A block of data:
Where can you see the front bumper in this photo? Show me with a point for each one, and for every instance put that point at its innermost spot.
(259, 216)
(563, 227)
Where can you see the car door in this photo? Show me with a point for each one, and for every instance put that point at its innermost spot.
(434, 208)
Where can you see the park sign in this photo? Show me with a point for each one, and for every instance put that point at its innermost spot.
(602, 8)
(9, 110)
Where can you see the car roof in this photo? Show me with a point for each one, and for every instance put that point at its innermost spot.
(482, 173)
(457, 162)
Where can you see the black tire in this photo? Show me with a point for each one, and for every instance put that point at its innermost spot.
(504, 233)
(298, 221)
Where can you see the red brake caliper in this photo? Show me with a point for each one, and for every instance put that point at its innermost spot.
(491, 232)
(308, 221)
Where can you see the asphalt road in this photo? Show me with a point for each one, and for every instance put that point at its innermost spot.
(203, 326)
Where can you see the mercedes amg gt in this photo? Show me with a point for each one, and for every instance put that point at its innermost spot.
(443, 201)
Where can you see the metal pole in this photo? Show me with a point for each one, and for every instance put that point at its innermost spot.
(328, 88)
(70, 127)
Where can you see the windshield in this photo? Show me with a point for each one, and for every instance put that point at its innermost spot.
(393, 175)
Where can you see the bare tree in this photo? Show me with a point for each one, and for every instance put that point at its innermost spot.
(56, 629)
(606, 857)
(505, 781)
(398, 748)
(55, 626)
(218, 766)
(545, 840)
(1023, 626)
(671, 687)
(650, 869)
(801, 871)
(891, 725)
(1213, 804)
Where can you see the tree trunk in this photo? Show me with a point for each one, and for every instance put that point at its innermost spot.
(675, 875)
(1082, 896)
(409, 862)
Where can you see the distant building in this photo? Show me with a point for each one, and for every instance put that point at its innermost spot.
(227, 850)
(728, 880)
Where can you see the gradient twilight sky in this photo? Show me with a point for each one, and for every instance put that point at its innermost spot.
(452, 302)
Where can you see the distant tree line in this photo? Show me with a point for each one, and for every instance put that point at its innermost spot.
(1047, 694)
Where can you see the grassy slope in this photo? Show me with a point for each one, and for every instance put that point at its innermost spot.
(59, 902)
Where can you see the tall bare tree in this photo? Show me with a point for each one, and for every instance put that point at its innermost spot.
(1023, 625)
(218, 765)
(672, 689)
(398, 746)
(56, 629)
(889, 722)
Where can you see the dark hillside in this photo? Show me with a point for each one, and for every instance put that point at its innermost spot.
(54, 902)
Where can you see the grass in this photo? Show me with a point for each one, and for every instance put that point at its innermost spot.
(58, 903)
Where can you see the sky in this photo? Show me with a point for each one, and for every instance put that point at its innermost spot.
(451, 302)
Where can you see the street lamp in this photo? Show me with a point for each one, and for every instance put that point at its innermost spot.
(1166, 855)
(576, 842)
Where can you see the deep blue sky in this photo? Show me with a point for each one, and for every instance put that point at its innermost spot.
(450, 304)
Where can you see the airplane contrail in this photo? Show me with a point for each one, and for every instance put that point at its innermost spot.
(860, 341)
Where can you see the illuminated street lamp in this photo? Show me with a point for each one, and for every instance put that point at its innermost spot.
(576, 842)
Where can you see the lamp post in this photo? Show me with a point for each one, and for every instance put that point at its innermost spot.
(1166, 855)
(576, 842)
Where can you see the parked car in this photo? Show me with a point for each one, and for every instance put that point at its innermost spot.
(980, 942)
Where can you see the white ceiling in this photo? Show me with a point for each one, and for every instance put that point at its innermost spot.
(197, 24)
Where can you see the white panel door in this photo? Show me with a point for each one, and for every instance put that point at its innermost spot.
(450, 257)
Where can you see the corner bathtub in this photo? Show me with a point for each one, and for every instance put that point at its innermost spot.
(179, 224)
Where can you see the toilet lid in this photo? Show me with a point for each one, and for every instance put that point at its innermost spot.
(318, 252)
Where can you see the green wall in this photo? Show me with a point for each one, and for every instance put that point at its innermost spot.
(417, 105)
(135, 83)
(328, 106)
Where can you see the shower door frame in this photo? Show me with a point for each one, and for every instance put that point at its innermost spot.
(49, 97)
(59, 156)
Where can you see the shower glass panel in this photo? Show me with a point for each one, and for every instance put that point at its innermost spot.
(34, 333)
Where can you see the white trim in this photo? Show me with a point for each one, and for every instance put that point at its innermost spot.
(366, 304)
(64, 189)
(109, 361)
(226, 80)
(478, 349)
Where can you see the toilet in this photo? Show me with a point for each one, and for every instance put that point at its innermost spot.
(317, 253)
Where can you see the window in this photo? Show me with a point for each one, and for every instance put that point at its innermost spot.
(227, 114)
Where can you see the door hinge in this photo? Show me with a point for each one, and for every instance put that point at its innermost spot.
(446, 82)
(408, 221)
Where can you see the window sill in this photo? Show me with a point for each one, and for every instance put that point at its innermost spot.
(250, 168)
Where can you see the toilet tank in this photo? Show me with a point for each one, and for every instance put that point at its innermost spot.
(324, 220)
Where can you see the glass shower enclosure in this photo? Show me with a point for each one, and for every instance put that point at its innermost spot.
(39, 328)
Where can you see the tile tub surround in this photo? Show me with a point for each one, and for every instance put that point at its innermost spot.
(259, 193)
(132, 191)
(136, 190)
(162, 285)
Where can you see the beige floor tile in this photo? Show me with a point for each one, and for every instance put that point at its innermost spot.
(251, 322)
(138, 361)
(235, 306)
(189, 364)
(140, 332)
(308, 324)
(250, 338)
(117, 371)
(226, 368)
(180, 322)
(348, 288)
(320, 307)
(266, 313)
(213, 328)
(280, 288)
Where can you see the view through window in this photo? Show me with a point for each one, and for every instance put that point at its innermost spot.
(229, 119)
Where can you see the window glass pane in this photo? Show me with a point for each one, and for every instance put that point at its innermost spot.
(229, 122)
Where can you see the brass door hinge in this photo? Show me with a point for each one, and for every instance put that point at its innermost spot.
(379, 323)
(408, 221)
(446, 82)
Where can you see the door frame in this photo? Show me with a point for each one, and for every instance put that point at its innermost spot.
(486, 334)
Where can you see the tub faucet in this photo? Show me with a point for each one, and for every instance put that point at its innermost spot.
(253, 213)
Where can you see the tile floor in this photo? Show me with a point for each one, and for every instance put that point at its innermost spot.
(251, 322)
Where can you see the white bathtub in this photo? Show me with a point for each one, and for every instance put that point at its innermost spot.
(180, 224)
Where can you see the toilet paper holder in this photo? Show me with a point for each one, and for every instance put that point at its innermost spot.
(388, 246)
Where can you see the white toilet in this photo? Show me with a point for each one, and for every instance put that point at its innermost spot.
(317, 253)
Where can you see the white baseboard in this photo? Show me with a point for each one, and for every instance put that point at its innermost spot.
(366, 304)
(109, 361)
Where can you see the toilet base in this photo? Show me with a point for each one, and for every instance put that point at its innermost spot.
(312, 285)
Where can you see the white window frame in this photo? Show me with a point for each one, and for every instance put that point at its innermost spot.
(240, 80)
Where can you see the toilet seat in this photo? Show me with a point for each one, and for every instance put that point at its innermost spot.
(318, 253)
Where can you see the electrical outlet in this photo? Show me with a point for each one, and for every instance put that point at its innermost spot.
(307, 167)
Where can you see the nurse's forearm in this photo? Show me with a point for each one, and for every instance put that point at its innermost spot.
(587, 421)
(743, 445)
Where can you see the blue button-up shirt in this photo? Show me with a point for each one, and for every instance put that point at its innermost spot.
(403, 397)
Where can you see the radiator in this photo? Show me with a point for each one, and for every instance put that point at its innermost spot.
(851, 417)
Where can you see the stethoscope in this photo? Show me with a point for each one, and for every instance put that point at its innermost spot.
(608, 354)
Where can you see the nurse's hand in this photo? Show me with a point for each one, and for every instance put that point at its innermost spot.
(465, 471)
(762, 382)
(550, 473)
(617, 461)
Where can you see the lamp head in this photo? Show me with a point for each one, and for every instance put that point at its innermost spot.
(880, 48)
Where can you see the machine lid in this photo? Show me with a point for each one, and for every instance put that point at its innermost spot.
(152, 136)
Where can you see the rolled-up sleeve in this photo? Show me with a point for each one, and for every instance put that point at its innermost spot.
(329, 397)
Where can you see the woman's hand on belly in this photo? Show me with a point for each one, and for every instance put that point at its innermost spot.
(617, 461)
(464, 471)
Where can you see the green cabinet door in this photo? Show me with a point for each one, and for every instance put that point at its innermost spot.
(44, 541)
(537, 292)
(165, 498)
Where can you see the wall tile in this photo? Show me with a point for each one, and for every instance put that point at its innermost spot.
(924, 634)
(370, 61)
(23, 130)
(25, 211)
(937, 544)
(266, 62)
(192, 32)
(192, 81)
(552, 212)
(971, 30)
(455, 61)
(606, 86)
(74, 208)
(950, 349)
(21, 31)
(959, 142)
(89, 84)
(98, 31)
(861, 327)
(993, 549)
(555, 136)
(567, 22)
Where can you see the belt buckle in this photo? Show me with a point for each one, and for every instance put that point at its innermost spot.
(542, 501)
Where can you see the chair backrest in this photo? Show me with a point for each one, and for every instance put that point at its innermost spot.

WORK TO COMPLETE: Reproduce, exactly and with nothing added, the lines from the one that includes "Where can you see the wall" through the last line of the material.

FINISHED EXERCISE:
Where can you see the wall tile in this photo? Show me with a point for each one, and for every instance put that point at its innermost spot.
(924, 634)
(370, 61)
(23, 130)
(25, 211)
(937, 544)
(266, 62)
(192, 32)
(192, 81)
(552, 212)
(971, 30)
(455, 61)
(606, 86)
(74, 208)
(950, 349)
(21, 31)
(959, 142)
(89, 84)
(98, 31)
(861, 327)
(993, 549)
(555, 136)
(567, 22)
Where can you see the belt buckle in this photo? Show me with a point for each one, and for every instance put that point at its innermost spot.
(542, 501)
Where can you see the chair backrest in this photo? Show me with a point for each one, and for every instance put that point at its innermost spot.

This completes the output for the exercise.